- [TRY IT] Take the line that contains "of the clear" as the first line and the final line of the records as the last; return exactly those lines and the lines between.

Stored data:
....................
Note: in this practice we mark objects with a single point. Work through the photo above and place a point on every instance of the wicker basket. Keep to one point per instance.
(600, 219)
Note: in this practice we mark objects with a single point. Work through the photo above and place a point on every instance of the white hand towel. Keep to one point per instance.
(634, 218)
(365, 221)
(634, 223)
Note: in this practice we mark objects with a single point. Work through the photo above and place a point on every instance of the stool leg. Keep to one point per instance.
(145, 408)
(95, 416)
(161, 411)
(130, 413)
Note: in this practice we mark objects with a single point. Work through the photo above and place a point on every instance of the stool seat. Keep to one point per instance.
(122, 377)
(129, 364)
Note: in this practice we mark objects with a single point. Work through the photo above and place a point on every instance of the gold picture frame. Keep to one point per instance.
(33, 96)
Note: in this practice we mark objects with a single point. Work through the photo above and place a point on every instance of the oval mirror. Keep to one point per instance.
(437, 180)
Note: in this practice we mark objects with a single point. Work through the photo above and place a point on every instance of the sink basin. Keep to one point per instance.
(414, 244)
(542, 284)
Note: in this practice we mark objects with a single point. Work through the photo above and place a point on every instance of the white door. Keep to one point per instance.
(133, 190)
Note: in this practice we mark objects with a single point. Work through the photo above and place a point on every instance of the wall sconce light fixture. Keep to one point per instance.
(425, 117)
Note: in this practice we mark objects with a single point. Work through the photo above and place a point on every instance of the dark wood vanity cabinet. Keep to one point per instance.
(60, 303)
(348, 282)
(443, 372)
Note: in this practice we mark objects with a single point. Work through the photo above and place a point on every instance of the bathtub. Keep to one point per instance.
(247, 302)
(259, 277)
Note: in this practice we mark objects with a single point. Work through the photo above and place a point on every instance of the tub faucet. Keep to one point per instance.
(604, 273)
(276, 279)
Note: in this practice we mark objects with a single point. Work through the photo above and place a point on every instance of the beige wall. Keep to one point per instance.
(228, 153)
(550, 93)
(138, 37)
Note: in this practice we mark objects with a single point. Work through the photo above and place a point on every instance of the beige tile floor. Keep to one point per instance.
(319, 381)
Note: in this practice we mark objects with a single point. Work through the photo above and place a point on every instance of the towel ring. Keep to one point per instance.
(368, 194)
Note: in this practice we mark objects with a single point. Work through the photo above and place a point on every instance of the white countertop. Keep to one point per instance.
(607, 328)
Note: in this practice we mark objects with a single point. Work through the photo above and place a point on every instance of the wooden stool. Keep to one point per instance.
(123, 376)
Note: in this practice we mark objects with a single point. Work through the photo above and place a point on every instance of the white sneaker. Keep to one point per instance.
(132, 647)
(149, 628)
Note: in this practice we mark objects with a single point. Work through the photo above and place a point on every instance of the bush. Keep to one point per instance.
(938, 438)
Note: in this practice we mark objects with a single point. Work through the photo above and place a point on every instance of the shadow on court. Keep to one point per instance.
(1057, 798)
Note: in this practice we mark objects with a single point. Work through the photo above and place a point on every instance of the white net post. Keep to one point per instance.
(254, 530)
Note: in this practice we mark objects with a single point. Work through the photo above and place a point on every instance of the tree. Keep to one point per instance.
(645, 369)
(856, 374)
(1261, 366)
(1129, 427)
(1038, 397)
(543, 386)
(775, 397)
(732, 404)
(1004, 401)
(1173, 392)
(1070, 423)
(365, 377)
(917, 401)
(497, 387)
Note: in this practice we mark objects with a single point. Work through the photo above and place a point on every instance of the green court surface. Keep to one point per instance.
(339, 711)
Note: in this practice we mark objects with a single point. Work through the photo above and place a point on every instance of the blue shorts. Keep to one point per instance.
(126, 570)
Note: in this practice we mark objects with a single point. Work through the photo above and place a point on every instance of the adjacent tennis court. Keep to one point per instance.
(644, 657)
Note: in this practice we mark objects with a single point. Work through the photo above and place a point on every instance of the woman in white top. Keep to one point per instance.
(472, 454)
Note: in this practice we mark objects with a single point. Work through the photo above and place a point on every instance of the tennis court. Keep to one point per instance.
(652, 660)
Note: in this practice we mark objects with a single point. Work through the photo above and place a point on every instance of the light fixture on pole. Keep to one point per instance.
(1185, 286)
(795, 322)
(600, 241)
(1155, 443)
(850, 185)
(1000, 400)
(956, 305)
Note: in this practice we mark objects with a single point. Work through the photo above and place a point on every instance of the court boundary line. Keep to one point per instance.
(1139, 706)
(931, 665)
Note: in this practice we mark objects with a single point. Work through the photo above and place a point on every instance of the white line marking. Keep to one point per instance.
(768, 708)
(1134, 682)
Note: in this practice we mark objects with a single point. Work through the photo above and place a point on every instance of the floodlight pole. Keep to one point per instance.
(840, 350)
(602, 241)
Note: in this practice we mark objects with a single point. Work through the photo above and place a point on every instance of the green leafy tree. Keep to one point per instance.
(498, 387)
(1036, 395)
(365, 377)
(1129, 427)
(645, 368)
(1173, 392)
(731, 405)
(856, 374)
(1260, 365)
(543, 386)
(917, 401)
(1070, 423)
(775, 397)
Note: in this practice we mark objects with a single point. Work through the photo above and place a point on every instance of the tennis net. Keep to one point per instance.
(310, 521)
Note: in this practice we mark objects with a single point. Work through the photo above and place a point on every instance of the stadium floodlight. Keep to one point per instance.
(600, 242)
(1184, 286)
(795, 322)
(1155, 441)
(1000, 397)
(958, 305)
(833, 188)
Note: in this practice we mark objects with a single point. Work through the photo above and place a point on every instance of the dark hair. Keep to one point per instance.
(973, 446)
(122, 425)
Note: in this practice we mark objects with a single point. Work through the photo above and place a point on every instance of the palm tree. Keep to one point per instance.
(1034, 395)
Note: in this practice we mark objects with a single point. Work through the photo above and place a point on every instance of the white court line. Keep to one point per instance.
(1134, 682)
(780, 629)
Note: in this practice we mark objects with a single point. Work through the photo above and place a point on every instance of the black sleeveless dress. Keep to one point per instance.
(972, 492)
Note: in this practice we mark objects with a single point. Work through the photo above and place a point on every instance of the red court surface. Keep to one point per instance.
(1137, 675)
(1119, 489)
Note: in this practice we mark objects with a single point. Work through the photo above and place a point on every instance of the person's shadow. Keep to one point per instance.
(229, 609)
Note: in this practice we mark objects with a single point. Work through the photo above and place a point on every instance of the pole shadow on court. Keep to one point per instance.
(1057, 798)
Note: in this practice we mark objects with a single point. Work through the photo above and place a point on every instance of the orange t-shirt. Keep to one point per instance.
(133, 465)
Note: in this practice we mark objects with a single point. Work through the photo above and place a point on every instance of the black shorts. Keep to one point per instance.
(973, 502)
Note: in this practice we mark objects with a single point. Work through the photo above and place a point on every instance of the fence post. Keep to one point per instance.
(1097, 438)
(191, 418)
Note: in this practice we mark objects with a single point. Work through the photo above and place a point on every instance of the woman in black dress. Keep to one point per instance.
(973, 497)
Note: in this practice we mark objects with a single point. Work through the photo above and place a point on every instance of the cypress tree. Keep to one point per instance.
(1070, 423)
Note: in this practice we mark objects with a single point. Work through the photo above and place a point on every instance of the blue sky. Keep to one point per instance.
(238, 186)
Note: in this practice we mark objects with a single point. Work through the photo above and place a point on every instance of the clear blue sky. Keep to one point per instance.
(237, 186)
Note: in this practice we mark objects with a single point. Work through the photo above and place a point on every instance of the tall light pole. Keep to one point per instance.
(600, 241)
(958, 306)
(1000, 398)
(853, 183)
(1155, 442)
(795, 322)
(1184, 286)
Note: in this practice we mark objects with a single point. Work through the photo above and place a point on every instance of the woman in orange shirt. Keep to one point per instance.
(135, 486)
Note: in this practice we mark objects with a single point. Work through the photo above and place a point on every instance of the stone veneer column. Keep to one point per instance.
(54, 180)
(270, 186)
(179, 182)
....................
- [TASK ANSWER]
Note: in this practice we mark objects with a single point. Work through the photo above and place a point on every instance of the clear blue sky. Keep to one point per instance.
(237, 186)
Note: in this practice we mark objects with a single point. Work through the photo above and place a point on every instance of the tall light pole. Keep to one point per instance.
(600, 241)
(958, 306)
(1000, 398)
(853, 183)
(1155, 442)
(795, 322)
(1184, 286)
Note: in this practice we mark objects with a single point. Work through the photo above and place a point on every instance of the woman in orange shirt. Keep to one point per instance.
(135, 486)
Note: in this practice we mark objects with a single point. Work through the photo above and place a point on every instance of the stone veneer column. Keep to one point per instance.
(54, 180)
(270, 186)
(179, 182)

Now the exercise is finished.